▸ **YOUR OBJECTIVE**
Scale the region outline entries below from their first line through the line containing "625 472 L 622", both ends included, and write those lines out again with the requests unchanged, every outline coordinate multiplied by 0.6, and each result rounded to a whole number with halves rounded up. Omit the pictures.

▸ **Region outline entries**
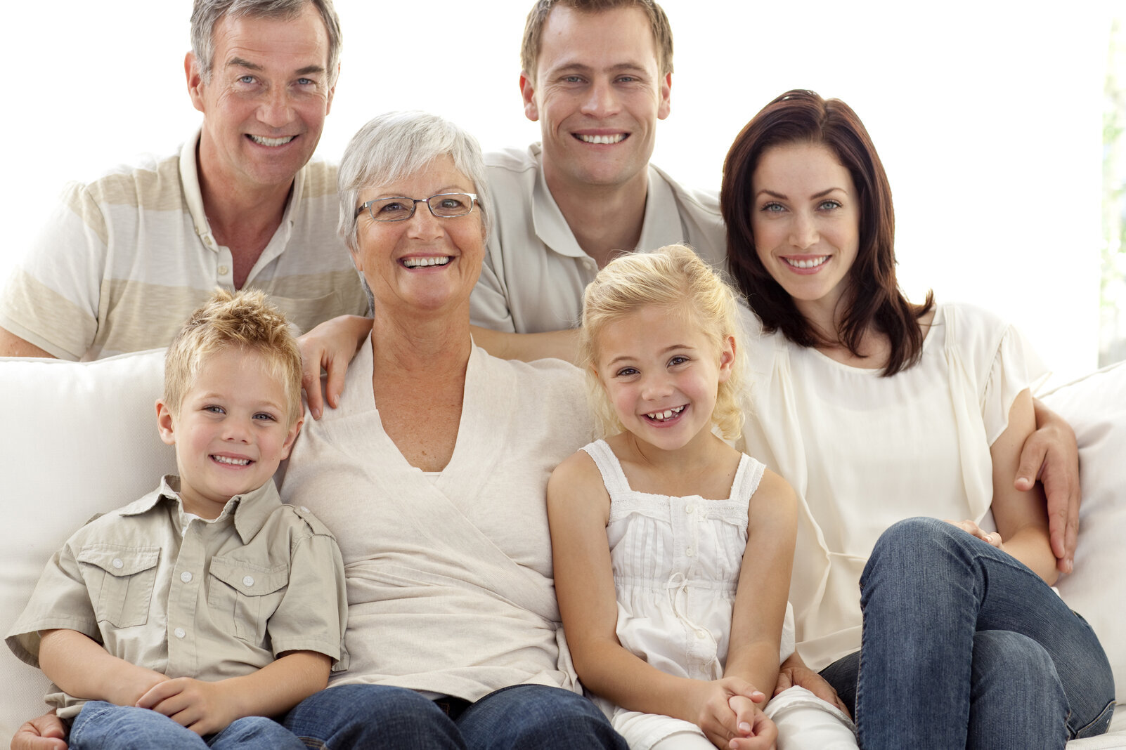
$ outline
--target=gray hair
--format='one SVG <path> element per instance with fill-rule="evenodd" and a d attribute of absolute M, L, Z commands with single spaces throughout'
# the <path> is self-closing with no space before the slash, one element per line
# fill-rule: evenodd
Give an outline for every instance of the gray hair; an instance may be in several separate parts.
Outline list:
<path fill-rule="evenodd" d="M 454 160 L 458 172 L 473 182 L 485 240 L 492 224 L 485 202 L 485 162 L 481 145 L 449 120 L 428 112 L 385 112 L 361 127 L 345 148 L 337 173 L 340 224 L 337 227 L 348 250 L 356 252 L 356 208 L 359 193 L 419 172 L 439 156 Z M 406 196 L 404 196 L 406 197 Z M 419 198 L 425 196 L 409 196 Z"/>
<path fill-rule="evenodd" d="M 204 83 L 211 82 L 212 65 L 215 56 L 215 25 L 224 16 L 239 18 L 280 18 L 293 20 L 305 9 L 313 6 L 324 21 L 324 30 L 329 35 L 329 85 L 337 81 L 340 70 L 340 45 L 343 37 L 340 33 L 340 19 L 332 8 L 332 0 L 196 0 L 191 9 L 191 52 L 199 65 L 199 75 Z"/>

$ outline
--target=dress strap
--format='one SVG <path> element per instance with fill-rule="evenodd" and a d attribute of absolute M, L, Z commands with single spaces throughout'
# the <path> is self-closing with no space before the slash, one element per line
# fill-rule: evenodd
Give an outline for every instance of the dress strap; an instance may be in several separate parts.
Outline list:
<path fill-rule="evenodd" d="M 747 453 L 739 459 L 739 469 L 735 470 L 735 479 L 731 482 L 731 498 L 741 503 L 750 503 L 751 495 L 759 488 L 762 481 L 762 472 L 766 466 Z"/>
<path fill-rule="evenodd" d="M 625 472 L 622 471 L 622 463 L 605 440 L 596 440 L 593 443 L 583 445 L 581 450 L 595 459 L 611 501 L 629 491 L 629 481 L 626 479 Z"/>

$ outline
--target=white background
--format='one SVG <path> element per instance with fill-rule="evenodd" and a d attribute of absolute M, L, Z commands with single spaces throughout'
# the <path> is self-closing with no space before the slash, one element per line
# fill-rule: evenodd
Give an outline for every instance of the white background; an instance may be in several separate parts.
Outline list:
<path fill-rule="evenodd" d="M 367 119 L 427 109 L 485 150 L 525 146 L 519 43 L 531 0 L 337 0 L 342 73 L 320 153 Z M 1058 376 L 1094 367 L 1102 85 L 1110 3 L 664 0 L 672 114 L 654 163 L 718 188 L 724 154 L 792 88 L 848 101 L 891 178 L 900 280 L 1017 323 Z M 0 61 L 0 279 L 70 179 L 169 154 L 196 127 L 188 0 L 11 3 Z M 429 82 L 464 66 L 465 81 Z"/>

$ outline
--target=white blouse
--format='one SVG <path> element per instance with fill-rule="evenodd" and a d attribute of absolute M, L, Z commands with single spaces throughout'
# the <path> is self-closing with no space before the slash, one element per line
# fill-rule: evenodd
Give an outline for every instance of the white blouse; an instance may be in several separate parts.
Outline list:
<path fill-rule="evenodd" d="M 745 450 L 799 498 L 790 602 L 797 650 L 822 669 L 860 648 L 860 573 L 884 530 L 912 516 L 995 528 L 990 446 L 1046 373 L 1015 328 L 967 305 L 939 305 L 922 360 L 891 378 L 744 323 Z"/>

▸ **ANSWER IN FULL**
$ outline
--target=gray hair
--format='one SVG <path> element per instance with fill-rule="evenodd" and a d attribute of absolute M, L, Z commands with single spaces throughout'
# the <path> is self-closing with no space before the slash, one element per line
# fill-rule: evenodd
Give an outline for every instance of the gray hair; an instance may be in several separate parts.
Outline list:
<path fill-rule="evenodd" d="M 272 96 L 275 103 L 284 109 L 291 144 L 295 134 L 291 121 L 291 97 L 289 87 L 269 72 L 257 67 L 231 67 L 217 76 L 207 89 L 202 104 L 204 134 L 202 136 L 209 150 L 214 151 L 214 125 L 215 116 L 251 103 L 263 94 Z M 244 118 L 242 118 L 244 118 Z M 251 119 L 255 118 L 245 118 Z"/>
<path fill-rule="evenodd" d="M 122 50 L 127 49 L 127 39 L 129 34 L 129 15 L 134 10 L 143 11 L 168 11 L 176 12 L 183 5 L 188 4 L 194 13 L 194 18 L 197 21 L 197 51 L 202 49 L 204 42 L 204 27 L 206 22 L 204 20 L 204 11 L 199 5 L 199 0 L 118 0 L 115 5 L 115 31 L 119 39 L 119 45 Z"/>

$ outline
--target=dress strap
--format='one SVG <path> element per instance with fill-rule="evenodd" and a d attribute of absolute M, L, Z commands with single spaces throughout'
# the <path> is self-closing with no space before the slash, one element per line
# fill-rule: evenodd
Give an outline for every instance of the dress strap; an instance may be in several separate parts.
Outline list:
<path fill-rule="evenodd" d="M 448 272 L 443 275 L 443 281 L 441 282 L 441 287 L 439 289 L 439 299 L 445 302 L 450 302 L 451 297 L 455 293 L 457 289 L 457 283 L 460 280 Z"/>
<path fill-rule="evenodd" d="M 375 283 L 373 283 L 373 278 L 363 264 L 358 264 L 356 266 L 350 267 L 349 270 L 357 275 L 367 301 L 377 295 L 377 289 L 376 287 Z"/>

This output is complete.